> [Task goal]: Search the listing for the word "Each". Copy every line where it is found.

> [Input data]:
# # # # # # #

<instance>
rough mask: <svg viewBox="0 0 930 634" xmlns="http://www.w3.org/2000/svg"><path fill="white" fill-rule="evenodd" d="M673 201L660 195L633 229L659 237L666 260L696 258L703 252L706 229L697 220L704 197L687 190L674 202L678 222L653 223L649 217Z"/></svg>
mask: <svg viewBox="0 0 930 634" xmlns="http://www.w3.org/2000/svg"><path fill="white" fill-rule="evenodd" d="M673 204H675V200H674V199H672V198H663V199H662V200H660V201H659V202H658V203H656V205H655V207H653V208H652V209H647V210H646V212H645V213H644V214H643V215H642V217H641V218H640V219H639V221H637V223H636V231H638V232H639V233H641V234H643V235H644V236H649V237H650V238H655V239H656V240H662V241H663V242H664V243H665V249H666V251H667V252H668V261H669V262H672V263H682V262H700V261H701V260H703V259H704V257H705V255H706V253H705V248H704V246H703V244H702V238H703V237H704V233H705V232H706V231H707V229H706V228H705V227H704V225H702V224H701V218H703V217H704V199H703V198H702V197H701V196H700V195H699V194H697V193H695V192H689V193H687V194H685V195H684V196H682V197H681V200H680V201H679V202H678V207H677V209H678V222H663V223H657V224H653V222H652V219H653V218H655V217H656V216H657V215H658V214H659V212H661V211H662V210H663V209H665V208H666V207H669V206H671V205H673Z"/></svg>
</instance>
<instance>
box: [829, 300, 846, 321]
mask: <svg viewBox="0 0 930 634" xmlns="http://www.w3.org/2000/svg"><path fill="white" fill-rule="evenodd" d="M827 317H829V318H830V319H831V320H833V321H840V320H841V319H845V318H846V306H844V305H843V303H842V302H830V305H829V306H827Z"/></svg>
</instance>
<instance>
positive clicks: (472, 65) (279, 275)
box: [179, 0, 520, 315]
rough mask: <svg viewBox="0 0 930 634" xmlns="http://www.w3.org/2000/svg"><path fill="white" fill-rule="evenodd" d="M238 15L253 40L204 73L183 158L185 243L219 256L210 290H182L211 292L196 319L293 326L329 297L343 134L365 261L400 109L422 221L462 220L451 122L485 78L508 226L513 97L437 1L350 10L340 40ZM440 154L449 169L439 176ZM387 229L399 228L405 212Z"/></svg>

# # # # # # #

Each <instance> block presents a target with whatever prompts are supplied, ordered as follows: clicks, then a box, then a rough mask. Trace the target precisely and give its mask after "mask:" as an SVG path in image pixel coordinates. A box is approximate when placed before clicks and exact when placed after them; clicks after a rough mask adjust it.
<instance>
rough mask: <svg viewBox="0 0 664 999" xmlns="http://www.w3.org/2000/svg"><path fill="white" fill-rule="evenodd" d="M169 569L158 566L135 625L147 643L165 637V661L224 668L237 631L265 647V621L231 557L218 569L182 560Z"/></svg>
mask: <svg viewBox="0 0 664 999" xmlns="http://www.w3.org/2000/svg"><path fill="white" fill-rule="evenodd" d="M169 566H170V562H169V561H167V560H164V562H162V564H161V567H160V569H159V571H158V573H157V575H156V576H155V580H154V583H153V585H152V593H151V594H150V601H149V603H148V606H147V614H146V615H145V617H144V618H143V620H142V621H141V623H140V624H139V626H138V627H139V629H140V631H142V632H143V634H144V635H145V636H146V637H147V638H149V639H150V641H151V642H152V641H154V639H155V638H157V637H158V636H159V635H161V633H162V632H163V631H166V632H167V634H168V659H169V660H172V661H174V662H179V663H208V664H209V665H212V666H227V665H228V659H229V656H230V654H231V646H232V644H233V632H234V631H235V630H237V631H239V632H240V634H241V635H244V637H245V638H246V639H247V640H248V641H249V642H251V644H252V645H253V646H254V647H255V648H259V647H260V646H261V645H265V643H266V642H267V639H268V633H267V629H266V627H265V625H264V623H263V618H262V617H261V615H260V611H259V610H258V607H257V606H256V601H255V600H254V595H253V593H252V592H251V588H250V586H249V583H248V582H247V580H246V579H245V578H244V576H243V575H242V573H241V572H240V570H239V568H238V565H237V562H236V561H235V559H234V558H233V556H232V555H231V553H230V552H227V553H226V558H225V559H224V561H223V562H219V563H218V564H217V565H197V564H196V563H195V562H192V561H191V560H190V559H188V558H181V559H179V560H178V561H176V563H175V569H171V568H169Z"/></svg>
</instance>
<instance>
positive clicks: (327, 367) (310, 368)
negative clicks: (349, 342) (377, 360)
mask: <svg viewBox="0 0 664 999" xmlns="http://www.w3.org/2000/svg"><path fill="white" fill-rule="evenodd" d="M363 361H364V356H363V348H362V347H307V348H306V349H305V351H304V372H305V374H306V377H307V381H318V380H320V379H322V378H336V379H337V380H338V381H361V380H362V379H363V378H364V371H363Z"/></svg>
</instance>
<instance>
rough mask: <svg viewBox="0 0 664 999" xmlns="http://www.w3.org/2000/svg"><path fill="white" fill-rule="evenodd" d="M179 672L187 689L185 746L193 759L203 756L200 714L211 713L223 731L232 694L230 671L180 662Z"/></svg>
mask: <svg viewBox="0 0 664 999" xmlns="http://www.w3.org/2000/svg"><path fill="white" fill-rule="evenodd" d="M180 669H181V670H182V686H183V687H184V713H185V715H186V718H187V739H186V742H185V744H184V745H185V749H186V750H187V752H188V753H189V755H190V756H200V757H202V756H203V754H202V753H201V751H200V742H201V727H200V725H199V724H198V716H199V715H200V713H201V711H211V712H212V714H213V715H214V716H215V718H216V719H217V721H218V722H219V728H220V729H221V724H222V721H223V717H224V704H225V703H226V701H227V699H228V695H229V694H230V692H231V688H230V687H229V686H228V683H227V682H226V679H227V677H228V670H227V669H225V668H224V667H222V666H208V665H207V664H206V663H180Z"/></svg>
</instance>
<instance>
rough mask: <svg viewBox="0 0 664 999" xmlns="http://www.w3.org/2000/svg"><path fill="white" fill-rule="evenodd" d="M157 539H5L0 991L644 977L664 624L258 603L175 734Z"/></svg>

# # # # # # #

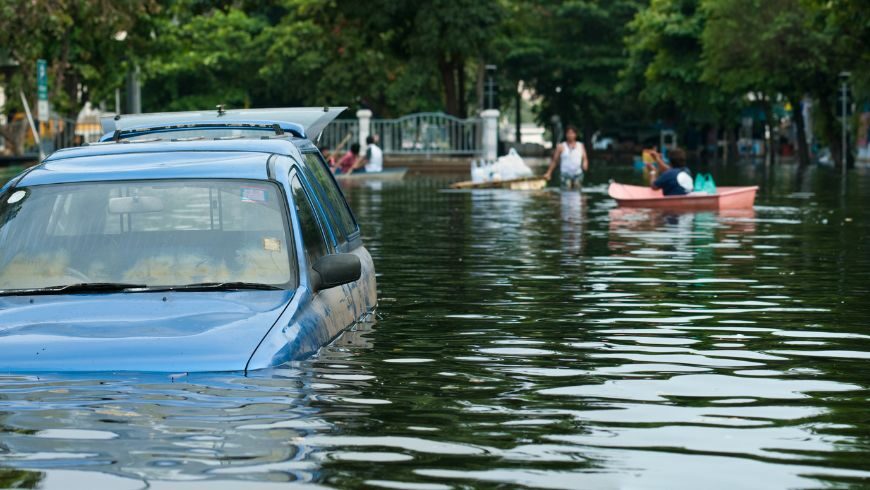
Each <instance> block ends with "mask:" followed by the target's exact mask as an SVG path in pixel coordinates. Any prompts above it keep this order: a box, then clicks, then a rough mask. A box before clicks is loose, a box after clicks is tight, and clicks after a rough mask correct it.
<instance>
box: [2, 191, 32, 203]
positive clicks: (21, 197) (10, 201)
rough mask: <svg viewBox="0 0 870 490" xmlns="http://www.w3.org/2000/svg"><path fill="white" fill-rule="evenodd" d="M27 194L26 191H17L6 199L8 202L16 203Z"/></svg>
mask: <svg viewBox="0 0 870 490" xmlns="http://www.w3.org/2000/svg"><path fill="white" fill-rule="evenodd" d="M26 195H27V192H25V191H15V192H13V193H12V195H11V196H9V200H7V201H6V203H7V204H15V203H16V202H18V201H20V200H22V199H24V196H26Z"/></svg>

# # # # # # #

> [Response to the exercise]:
Each <instance> block presents a target with whatever prompts are supplied, ordered as follows: clicks, then a box, then a rough mask. Trace the target precisely and give its mask after "mask:" as an SVG path in image pixel coordinates. A box is approximate when placed before clicks and exact when placed after them; clicks after a rough mask adjust it.
Each <instance> block ends with "mask:" followed by the target's exact mask as an SVG path in pixel coordinates. Any prompts above it keep this order: a box, then clicks, then a rough mask. A box before clicks is loose, a box after clicks is tight, and clicks after a rough mask correct it.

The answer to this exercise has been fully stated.